_Work order 1_
Using the post on measuring network characteristics with JavaScript, answer each question below in a brief phrase, one per line and marked (a), (b) and (c).
(a) What combination of language and platform does the post call the primary one available at the user's end?
(b) Which project was being built when much of what the post describes was discovered?
(c) What protocols does HTTP run over, according to the post?
_Work order 2_
Quote the stretch of the post on measuring network characteristics with JavaScript from "As Web developers, we" through "A Network Anyway?".
━━━ Excerpt to read ━━━
The other side of the moon: November 2011

As Web developers, we have an affinity for developing with JavaScript. Whatever the language used in the back end, JavaScript and the browser are the primary language-platform combination available at the user’s end. It has many uses, ranging from silly to experience-enhancing.

In this post, we’ll look at some methods of manipulating JavaScript to determine various network characteristics from within the browser — characteristics that were previously available only to applications that directly interface with the operating system. Much of this was discovered while building the Boomerang project to measure real user performance.

What’s In A Network Anyway?

The network has many layers, but the Web developers among us care most about HTTP, which runs over TCP and IP (otherwise known jointly as the Internet protocol suite). Several layers are below that, but for the most part, whether it runs on copper, fiber or homing pigeons does not affect the layers or the characteristics that we care about.
━━━ Provided information ━━━
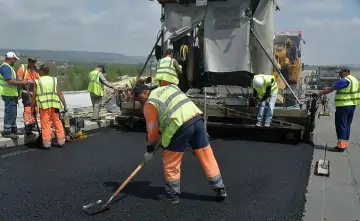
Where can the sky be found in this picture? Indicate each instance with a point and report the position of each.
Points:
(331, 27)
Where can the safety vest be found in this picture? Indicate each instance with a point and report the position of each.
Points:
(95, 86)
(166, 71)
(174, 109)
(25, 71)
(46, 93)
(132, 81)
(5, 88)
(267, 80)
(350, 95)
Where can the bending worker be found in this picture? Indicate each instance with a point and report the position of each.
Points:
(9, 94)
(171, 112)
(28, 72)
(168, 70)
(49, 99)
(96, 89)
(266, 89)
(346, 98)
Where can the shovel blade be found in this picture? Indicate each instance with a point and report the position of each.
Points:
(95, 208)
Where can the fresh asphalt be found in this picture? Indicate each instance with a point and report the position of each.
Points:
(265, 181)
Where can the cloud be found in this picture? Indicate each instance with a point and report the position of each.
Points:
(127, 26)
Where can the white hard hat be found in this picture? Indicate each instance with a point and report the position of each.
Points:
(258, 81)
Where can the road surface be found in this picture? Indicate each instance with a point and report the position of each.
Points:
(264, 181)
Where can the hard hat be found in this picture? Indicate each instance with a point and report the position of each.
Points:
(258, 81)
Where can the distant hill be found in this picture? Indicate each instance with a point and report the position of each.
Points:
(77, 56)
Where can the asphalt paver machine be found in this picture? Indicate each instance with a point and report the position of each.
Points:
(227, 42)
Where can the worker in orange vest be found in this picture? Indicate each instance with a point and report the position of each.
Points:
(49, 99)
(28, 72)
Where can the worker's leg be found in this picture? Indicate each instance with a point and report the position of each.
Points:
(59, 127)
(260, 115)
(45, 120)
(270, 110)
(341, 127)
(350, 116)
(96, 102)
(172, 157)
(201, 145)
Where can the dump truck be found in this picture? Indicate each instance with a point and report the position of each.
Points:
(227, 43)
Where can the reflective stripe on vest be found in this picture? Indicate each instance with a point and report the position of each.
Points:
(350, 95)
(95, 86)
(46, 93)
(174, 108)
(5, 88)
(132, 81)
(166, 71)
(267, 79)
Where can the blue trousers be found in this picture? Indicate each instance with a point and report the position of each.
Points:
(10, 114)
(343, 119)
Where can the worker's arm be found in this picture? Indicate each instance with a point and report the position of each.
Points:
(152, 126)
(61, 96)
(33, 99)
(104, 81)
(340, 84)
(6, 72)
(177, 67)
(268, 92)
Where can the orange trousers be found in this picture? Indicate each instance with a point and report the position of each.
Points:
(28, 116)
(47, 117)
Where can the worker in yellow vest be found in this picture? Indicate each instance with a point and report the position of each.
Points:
━━━
━━━ Provided information ━━━
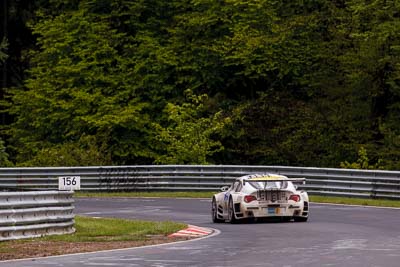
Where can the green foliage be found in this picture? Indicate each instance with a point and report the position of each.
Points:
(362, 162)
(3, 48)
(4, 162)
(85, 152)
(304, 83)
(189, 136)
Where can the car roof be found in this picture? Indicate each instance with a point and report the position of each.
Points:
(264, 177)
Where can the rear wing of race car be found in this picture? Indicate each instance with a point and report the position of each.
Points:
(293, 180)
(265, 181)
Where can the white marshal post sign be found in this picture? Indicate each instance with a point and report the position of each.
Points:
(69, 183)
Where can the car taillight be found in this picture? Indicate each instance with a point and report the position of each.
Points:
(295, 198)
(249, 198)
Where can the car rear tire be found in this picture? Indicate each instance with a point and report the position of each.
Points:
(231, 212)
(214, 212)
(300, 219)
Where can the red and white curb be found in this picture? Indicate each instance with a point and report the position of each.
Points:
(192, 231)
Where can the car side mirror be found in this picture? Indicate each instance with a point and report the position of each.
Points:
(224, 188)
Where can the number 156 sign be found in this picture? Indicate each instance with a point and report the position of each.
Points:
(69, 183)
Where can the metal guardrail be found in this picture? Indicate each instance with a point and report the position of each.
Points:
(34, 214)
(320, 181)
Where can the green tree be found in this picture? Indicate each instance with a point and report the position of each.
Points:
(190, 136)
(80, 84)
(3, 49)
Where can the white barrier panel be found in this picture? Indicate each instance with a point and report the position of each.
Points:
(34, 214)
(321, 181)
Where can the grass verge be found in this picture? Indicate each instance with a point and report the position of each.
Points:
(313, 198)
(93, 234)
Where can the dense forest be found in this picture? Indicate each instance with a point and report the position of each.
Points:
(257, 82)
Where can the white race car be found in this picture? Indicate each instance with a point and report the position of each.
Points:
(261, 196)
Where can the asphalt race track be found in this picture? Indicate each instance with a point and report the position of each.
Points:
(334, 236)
━━━
━━━ Provided information ━━━
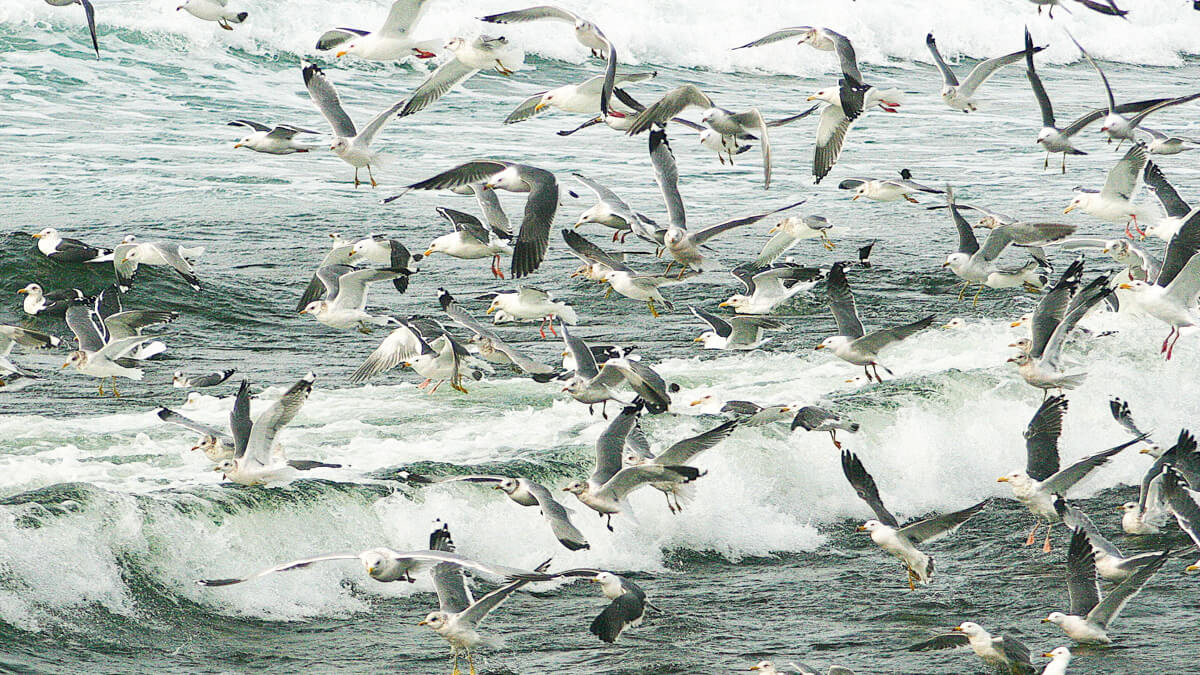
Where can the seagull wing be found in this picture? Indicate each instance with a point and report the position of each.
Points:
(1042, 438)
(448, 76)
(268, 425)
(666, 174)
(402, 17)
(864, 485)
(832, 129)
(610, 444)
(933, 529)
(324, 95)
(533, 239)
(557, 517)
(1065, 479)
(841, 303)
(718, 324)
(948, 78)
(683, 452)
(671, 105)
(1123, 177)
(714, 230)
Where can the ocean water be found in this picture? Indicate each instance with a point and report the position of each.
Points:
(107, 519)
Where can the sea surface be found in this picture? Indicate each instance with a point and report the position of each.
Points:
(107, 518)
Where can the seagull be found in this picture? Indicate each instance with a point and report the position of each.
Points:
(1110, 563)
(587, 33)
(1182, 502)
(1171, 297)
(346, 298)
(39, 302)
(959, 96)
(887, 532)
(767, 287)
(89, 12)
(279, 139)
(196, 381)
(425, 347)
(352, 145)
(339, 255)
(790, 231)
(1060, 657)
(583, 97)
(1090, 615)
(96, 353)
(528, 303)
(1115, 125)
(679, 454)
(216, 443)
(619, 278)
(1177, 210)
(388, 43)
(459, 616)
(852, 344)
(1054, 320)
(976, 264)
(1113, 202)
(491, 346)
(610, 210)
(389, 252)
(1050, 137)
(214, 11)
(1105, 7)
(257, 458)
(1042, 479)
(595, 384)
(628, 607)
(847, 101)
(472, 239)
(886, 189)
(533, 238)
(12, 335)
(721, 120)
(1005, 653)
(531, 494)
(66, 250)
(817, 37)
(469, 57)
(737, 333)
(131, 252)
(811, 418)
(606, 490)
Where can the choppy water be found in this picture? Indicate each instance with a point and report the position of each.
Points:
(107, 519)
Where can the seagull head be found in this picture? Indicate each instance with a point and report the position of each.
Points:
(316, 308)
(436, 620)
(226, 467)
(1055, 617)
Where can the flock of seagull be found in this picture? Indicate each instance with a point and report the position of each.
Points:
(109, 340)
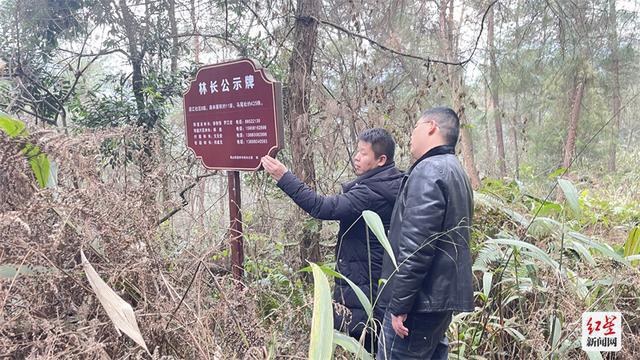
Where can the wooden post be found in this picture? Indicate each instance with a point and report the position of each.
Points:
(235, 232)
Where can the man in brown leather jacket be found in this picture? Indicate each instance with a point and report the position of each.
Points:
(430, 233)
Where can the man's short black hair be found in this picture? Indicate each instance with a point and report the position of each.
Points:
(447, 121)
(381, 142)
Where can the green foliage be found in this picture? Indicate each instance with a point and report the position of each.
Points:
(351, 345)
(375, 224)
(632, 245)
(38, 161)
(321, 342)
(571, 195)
━━━
_Answer 1_
(a) JavaScript and the browser
(b) The Boomerang project, built to measure real user performance
(c) TCP and IP, known jointly as the Internet protocol suite

_Answer 2_
As Web developers, we have an affinity for developing with JavaScript. Whatever the language used in the back end, JavaScript and the browser are the primary language-platform combination available at the user’s end. It has many uses, ranging from silly to experience-enhancing.

In this post, we’ll look at some methods of manipulating JavaScript to determine various network characteristics from within the browser — characteristics that were previously available only to applications that directly interface with the operating system. Much of this was discovered while building the Boomerang project to measure real user performance.

What’s In A Network Anyway?